▶ [PROBLEM REQUIREMENTS] Starting at the line that contains "Spot any hard hat strap in the frame." and ending at the last line of the records, write out each line again, requests included, and give only those lines. Scale every bounding box coordinate in the answers by 2.25 and round each result to a whole number, with halves rounded up.

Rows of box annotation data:

_ _ _ _ _ _ _

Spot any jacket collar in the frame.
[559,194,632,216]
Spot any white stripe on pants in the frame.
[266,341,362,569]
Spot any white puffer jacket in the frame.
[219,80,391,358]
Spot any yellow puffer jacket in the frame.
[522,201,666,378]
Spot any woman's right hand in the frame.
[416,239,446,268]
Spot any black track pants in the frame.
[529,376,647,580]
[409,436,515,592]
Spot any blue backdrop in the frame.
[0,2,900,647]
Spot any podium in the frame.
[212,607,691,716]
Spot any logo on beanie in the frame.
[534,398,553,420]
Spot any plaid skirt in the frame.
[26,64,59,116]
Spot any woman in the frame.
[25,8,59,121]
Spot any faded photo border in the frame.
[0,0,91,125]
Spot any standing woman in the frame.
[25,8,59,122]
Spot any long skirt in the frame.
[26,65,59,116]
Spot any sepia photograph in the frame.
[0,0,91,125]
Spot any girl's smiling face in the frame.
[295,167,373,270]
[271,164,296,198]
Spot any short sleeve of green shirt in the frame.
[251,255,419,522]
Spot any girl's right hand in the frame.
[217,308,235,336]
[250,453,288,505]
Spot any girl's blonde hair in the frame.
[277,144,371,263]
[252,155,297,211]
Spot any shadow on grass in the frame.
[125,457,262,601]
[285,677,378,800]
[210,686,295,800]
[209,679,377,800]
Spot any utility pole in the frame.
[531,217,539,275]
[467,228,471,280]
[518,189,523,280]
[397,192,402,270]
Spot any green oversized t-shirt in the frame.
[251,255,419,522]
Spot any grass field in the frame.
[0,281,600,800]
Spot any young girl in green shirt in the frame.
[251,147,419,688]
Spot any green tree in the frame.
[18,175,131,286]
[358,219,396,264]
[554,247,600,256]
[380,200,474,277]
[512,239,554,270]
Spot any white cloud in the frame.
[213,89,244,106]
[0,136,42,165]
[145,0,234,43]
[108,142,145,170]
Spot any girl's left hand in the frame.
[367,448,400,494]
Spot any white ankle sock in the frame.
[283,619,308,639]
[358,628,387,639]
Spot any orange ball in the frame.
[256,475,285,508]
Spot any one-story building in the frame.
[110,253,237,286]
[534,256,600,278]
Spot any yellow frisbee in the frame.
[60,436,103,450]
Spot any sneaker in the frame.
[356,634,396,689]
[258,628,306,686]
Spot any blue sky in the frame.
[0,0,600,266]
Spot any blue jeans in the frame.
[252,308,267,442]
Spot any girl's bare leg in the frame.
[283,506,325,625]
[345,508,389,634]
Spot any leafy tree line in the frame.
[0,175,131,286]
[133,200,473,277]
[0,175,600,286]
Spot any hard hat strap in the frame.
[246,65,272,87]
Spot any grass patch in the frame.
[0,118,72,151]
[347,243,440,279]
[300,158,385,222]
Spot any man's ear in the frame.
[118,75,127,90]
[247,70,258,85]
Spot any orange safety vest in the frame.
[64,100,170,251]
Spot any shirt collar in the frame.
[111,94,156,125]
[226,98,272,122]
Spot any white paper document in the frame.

_ _ _ _ _ _ _

▶ [OUTPUT FOR THIS EXERCISE]
Spot any hard hat strap in the frame.
[554,146,612,196]
Spot any grass patch in the frame.
[0,266,162,340]
[781,547,990,628]
[675,356,866,500]
Spot any man's ear in the frame.
[266,169,286,203]
[556,158,581,191]
Spot any orange safety vest in the frame.
[144,225,383,565]
Spot any shirt collar in the frame.
[250,212,351,281]
[509,221,612,275]
Spot any white paper document in the frame.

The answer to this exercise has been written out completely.